__Directions for this task__. When the string "plaster" is part of a line in the data below, report the whole line.

Collection entries
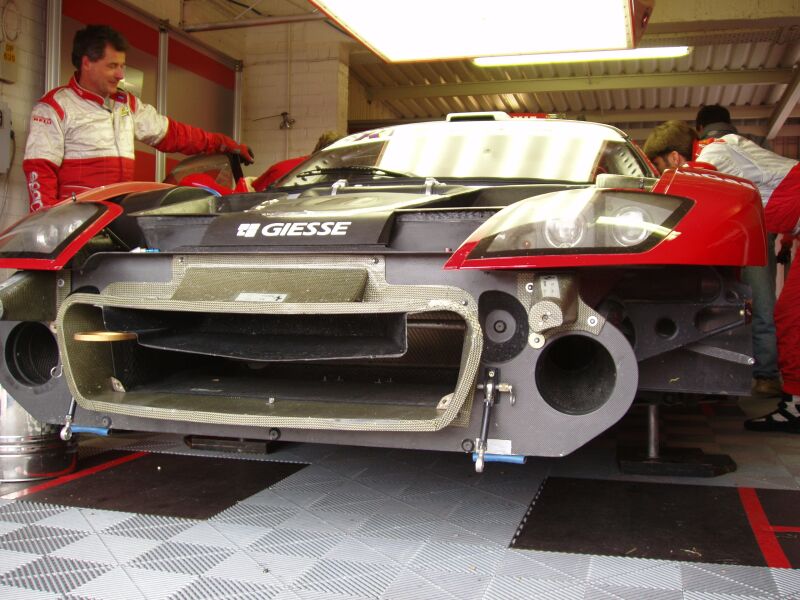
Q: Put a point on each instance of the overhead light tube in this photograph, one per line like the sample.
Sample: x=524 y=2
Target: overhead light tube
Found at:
x=573 y=57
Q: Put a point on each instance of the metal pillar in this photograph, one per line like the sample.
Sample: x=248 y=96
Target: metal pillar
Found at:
x=161 y=92
x=52 y=61
x=238 y=94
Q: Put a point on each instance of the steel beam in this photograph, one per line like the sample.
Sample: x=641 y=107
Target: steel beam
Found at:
x=582 y=84
x=786 y=105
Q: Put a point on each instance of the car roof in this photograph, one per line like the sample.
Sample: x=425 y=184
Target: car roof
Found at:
x=488 y=126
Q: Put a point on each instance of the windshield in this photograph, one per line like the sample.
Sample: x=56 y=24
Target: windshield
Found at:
x=565 y=151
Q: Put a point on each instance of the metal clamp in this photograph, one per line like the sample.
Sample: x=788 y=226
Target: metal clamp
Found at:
x=492 y=388
x=66 y=430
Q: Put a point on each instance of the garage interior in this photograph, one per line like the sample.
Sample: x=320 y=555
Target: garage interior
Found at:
x=164 y=516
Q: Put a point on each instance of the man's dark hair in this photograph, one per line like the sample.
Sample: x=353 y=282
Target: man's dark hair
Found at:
x=91 y=41
x=713 y=113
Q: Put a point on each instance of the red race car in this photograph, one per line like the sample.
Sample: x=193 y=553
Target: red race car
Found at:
x=482 y=284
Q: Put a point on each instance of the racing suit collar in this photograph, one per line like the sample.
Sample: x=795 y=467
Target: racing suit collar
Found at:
x=717 y=130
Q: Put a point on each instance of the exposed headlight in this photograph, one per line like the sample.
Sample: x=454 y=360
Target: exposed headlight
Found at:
x=44 y=232
x=566 y=232
x=580 y=221
x=630 y=225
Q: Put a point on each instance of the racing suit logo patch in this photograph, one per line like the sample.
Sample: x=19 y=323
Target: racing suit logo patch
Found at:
x=33 y=189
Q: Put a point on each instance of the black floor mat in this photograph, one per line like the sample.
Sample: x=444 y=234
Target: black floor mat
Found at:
x=644 y=520
x=173 y=485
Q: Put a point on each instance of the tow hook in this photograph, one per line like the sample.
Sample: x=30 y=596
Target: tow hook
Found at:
x=492 y=388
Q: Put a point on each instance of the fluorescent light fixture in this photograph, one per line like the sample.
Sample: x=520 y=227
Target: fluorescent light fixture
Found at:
x=416 y=30
x=567 y=57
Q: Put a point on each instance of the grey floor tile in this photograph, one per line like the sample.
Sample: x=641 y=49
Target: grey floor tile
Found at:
x=512 y=588
x=149 y=527
x=112 y=585
x=368 y=580
x=255 y=514
x=224 y=589
x=192 y=559
x=242 y=566
x=91 y=548
x=295 y=542
x=29 y=512
x=787 y=581
x=53 y=574
x=285 y=568
x=730 y=579
x=446 y=557
x=125 y=549
x=17 y=593
x=158 y=584
x=37 y=539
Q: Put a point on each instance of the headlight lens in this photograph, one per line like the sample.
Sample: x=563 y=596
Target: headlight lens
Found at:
x=631 y=226
x=46 y=232
x=566 y=232
x=585 y=220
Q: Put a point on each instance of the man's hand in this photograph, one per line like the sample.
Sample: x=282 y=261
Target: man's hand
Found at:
x=222 y=143
x=245 y=154
x=784 y=256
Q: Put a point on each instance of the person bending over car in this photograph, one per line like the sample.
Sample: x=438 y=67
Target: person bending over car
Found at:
x=777 y=178
x=82 y=134
x=713 y=122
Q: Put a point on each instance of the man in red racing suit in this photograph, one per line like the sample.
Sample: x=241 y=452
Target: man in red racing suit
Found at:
x=82 y=134
x=778 y=181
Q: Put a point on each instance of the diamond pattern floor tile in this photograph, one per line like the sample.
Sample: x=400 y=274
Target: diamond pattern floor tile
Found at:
x=223 y=589
x=125 y=549
x=285 y=568
x=25 y=594
x=389 y=524
x=28 y=512
x=53 y=574
x=158 y=584
x=191 y=559
x=242 y=566
x=150 y=527
x=91 y=548
x=37 y=539
x=112 y=585
x=366 y=580
x=295 y=542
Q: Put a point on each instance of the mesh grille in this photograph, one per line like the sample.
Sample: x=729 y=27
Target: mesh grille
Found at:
x=87 y=365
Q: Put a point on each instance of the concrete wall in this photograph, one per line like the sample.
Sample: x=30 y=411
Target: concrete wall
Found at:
x=300 y=69
x=20 y=97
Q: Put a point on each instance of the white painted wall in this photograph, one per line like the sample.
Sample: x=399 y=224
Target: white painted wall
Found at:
x=20 y=97
x=300 y=68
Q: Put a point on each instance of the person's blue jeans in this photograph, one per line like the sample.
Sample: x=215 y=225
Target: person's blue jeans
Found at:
x=762 y=283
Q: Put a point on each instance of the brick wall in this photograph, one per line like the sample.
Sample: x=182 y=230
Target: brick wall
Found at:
x=20 y=97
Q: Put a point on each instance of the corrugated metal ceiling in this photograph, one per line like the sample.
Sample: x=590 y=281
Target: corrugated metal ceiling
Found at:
x=745 y=63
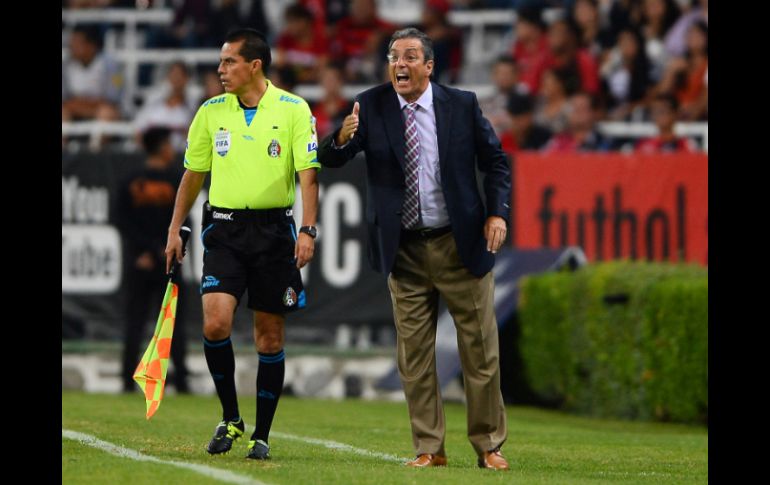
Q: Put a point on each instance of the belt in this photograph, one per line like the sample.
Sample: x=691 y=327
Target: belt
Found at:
x=262 y=216
x=426 y=233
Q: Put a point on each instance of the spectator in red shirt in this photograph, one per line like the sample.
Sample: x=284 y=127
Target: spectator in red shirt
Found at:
x=531 y=47
x=664 y=108
x=686 y=76
x=361 y=41
x=300 y=47
x=581 y=134
x=627 y=76
x=524 y=133
x=505 y=77
x=333 y=107
x=566 y=55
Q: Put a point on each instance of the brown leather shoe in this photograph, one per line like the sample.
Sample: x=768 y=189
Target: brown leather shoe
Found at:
x=427 y=459
x=493 y=460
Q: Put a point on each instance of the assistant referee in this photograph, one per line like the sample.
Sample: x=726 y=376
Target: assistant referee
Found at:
x=253 y=140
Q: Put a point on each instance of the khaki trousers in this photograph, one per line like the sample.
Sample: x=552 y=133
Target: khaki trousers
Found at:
x=424 y=270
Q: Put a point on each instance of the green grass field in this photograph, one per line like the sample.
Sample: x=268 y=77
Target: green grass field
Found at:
x=308 y=445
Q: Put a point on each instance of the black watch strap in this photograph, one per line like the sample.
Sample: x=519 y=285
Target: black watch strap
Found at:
x=309 y=230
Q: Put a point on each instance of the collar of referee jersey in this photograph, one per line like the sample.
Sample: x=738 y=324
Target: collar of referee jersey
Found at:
x=270 y=98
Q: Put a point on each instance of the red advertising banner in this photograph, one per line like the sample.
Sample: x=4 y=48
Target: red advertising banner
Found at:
x=613 y=206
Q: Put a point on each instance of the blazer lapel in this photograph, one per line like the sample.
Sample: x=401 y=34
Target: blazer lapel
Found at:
x=394 y=125
x=443 y=109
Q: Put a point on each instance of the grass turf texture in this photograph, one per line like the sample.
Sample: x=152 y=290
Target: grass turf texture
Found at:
x=543 y=446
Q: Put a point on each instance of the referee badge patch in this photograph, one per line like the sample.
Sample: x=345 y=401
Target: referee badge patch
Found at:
x=222 y=142
x=274 y=149
x=289 y=297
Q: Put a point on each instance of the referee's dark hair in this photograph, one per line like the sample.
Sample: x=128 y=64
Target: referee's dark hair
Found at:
x=254 y=45
x=154 y=138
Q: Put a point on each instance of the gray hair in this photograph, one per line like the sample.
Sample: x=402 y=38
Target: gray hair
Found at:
x=412 y=33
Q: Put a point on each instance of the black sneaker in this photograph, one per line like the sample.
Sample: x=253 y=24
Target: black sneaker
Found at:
x=258 y=450
x=224 y=435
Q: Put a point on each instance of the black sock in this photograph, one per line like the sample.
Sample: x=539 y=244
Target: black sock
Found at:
x=221 y=362
x=269 y=387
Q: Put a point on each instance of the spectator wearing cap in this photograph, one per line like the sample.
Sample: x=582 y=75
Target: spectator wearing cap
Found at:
x=361 y=42
x=447 y=40
x=657 y=17
x=676 y=38
x=91 y=80
x=524 y=133
x=581 y=134
x=505 y=77
x=172 y=106
x=592 y=34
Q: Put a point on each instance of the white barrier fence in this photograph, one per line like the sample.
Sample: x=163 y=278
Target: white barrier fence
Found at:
x=126 y=130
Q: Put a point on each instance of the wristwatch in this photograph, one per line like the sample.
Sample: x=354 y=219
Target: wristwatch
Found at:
x=309 y=230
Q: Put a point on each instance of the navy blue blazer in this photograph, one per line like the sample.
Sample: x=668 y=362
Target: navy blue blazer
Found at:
x=465 y=140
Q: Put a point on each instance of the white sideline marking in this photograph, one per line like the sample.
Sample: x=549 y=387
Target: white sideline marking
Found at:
x=215 y=473
x=336 y=445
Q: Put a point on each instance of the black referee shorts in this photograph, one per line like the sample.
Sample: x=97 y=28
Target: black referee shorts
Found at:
x=254 y=250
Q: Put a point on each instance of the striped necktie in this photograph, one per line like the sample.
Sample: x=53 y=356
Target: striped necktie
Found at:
x=411 y=209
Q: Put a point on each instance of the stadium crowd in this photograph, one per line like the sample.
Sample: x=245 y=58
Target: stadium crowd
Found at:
x=594 y=60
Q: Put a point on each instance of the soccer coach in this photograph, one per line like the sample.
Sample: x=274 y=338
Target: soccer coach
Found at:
x=429 y=229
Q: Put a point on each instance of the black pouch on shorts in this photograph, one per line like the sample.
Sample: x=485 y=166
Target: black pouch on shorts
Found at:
x=206 y=215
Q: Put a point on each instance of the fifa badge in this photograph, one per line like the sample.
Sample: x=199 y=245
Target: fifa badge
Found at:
x=289 y=297
x=222 y=142
x=274 y=149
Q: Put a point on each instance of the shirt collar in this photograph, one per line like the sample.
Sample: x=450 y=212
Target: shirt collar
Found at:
x=425 y=101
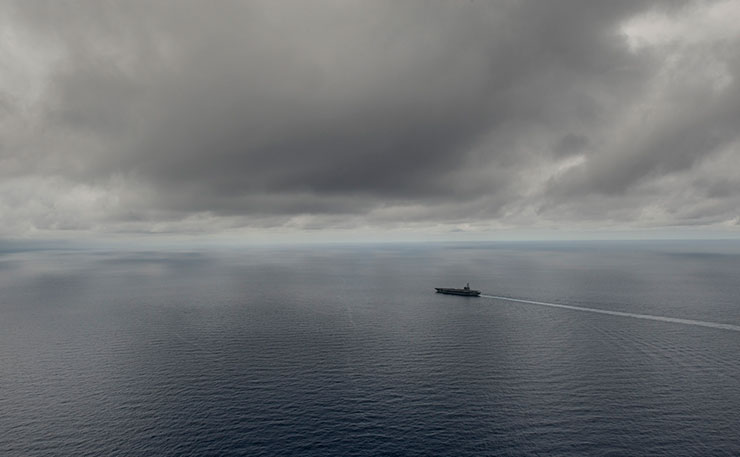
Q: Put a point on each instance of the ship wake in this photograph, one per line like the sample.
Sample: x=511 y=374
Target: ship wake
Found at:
x=674 y=320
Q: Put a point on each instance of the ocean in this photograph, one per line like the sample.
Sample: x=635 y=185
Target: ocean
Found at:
x=575 y=348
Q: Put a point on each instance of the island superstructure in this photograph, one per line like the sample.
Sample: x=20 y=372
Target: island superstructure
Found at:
x=466 y=291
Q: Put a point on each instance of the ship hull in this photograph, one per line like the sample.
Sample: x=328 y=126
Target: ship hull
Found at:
x=463 y=292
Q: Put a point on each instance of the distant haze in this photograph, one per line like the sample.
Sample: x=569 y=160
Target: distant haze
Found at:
x=380 y=119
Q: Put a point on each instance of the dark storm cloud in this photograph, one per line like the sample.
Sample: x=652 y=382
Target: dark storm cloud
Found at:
x=402 y=112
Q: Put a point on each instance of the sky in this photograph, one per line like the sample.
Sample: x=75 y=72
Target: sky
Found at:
x=380 y=120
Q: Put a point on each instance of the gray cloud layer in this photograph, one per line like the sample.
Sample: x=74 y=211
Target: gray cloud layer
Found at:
x=209 y=115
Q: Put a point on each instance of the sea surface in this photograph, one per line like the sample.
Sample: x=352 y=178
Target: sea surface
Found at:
x=593 y=348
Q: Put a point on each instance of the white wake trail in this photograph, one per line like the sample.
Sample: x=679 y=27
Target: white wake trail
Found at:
x=675 y=320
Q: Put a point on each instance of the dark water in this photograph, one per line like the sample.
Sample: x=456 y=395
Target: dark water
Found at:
x=347 y=351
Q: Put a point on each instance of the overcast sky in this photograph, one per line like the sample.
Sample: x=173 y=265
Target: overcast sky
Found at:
x=415 y=119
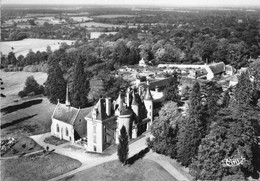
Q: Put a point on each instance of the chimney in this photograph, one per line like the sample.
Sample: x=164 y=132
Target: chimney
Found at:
x=67 y=102
x=128 y=97
x=108 y=106
x=156 y=88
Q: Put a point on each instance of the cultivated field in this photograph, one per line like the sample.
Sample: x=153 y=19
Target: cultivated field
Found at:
x=95 y=24
x=23 y=117
x=80 y=18
x=142 y=169
x=114 y=16
x=23 y=46
x=37 y=167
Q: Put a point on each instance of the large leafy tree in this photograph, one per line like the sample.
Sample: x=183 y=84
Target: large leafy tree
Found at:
x=122 y=149
x=55 y=84
x=192 y=130
x=243 y=93
x=233 y=135
x=171 y=92
x=164 y=130
x=80 y=86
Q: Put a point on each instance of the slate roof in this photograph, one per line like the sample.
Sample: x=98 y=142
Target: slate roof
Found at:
x=83 y=112
x=101 y=109
x=217 y=68
x=148 y=95
x=160 y=83
x=65 y=113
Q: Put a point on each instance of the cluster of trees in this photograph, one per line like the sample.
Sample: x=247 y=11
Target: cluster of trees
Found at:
x=214 y=128
x=31 y=88
x=89 y=77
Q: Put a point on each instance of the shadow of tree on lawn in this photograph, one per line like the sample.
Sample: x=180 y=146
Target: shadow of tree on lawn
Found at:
x=16 y=121
x=13 y=108
x=137 y=156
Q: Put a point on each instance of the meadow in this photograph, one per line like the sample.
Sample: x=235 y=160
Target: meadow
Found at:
x=114 y=16
x=23 y=117
x=22 y=47
x=40 y=166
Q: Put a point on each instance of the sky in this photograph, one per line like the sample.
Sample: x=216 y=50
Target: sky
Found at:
x=143 y=2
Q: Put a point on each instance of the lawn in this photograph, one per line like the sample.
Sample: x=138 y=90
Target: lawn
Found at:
x=23 y=146
x=54 y=141
x=23 y=46
x=142 y=169
x=39 y=166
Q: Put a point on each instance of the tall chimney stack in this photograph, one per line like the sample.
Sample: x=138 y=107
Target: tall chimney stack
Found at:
x=108 y=106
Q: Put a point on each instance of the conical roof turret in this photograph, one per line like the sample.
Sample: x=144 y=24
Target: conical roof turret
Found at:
x=148 y=95
x=134 y=101
x=67 y=102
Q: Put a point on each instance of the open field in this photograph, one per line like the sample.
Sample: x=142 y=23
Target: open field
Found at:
x=40 y=166
x=23 y=46
x=26 y=118
x=23 y=117
x=23 y=146
x=142 y=169
x=95 y=24
x=14 y=82
x=114 y=16
x=80 y=18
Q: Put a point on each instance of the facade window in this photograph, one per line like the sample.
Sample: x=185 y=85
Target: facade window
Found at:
x=94 y=139
x=94 y=129
x=58 y=129
x=67 y=132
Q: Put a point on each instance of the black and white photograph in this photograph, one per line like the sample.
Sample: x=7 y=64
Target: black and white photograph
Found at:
x=130 y=90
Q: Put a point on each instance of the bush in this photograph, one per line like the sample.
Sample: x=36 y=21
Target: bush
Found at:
x=22 y=94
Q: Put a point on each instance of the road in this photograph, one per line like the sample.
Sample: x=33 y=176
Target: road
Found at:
x=90 y=160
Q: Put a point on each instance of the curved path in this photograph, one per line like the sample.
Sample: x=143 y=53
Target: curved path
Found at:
x=89 y=160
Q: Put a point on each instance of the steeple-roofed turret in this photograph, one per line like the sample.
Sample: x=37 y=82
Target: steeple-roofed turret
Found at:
x=148 y=95
x=67 y=102
x=120 y=102
x=134 y=101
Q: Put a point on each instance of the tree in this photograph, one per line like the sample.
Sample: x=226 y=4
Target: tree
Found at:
x=55 y=84
x=171 y=92
x=122 y=149
x=164 y=130
x=192 y=129
x=80 y=86
x=31 y=87
x=233 y=135
x=243 y=93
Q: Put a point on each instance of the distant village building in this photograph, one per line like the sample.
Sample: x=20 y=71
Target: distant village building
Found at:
x=142 y=63
x=207 y=70
x=68 y=122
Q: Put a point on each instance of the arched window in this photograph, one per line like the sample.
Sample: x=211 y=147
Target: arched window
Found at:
x=58 y=129
x=67 y=132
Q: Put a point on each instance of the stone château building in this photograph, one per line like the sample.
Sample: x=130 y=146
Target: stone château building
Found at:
x=101 y=123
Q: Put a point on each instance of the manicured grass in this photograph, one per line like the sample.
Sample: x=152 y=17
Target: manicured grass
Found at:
x=54 y=141
x=23 y=146
x=145 y=170
x=37 y=167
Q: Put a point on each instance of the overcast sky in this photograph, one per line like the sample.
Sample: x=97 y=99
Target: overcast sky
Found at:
x=143 y=2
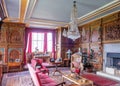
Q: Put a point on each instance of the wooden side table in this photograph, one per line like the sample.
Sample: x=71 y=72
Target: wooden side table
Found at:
x=66 y=62
x=56 y=67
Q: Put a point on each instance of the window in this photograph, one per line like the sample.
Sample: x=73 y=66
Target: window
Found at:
x=49 y=42
x=38 y=41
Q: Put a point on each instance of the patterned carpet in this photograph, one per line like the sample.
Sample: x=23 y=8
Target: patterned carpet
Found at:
x=24 y=78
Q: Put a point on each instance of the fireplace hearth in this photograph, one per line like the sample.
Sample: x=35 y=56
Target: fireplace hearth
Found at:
x=113 y=60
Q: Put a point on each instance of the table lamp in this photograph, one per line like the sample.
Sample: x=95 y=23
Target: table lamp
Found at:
x=69 y=53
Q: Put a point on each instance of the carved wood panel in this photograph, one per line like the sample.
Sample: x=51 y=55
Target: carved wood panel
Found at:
x=112 y=31
x=85 y=34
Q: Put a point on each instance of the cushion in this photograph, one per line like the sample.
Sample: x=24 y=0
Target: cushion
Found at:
x=38 y=65
x=47 y=80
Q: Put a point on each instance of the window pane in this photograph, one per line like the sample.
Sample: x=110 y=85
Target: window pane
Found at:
x=34 y=45
x=40 y=45
x=49 y=42
x=41 y=36
x=34 y=36
x=37 y=41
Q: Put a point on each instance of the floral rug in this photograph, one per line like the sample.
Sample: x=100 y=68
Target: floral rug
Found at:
x=24 y=78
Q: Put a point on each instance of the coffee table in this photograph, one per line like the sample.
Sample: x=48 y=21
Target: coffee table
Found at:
x=56 y=67
x=79 y=81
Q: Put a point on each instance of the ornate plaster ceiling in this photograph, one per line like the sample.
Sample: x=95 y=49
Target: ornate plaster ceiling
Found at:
x=55 y=13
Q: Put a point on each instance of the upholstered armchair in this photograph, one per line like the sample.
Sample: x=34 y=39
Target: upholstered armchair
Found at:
x=37 y=65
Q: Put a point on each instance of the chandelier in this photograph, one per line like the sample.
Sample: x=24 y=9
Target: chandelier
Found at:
x=73 y=32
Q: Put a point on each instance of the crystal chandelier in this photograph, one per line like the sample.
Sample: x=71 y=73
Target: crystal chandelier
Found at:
x=73 y=32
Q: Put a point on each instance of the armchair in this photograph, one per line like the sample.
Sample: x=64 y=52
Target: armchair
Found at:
x=37 y=65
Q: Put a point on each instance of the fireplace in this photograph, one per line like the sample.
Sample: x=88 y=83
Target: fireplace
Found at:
x=113 y=60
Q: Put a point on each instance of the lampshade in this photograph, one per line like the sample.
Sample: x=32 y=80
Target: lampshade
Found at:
x=73 y=32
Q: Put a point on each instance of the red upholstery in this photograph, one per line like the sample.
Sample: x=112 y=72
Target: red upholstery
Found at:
x=41 y=79
x=40 y=68
x=100 y=81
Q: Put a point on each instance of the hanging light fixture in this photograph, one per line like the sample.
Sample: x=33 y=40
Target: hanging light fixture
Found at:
x=73 y=32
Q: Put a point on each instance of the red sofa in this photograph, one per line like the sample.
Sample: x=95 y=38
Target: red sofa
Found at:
x=41 y=79
x=38 y=66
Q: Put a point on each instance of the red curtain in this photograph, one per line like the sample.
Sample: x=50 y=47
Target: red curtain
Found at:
x=28 y=40
x=45 y=42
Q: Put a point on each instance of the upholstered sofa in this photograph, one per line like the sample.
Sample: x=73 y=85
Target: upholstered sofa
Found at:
x=38 y=66
x=41 y=79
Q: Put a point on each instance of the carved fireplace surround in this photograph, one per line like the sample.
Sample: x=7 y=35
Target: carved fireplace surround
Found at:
x=111 y=61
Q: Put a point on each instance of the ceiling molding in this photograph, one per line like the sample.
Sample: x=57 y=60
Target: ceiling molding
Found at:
x=99 y=11
x=35 y=1
x=23 y=9
x=5 y=9
x=45 y=21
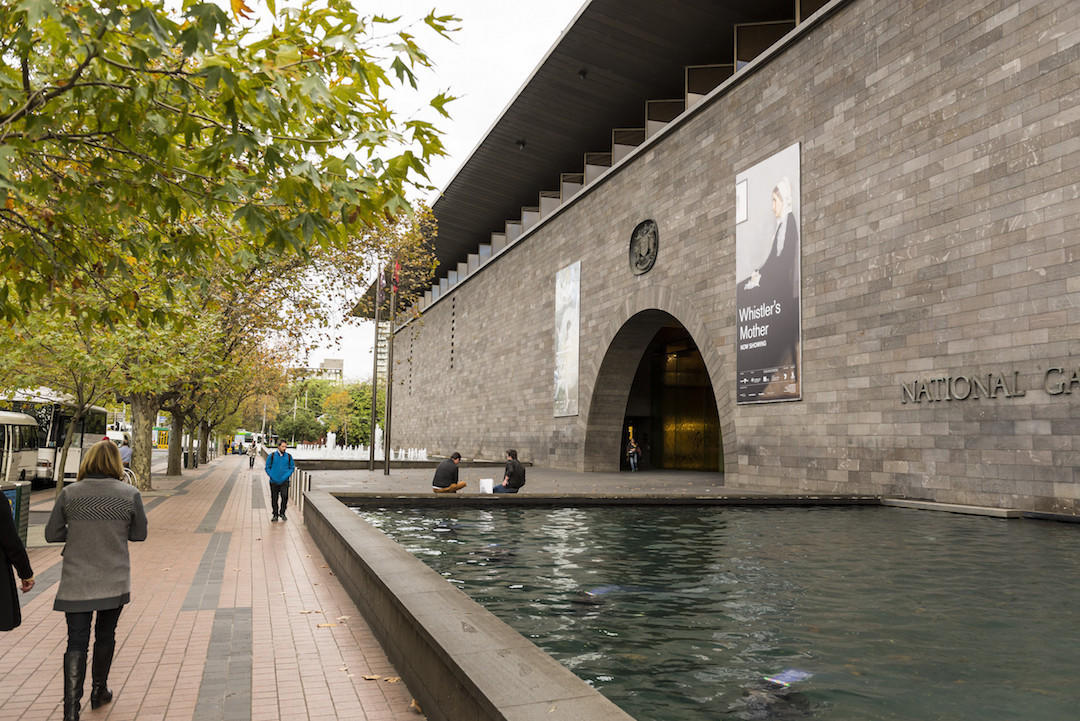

__Output for this exercise__.
Q: Put a point on each instance of the ornate plaster ceiling in this photograph, one per line like the sample.
Target: ornate plaster ceiling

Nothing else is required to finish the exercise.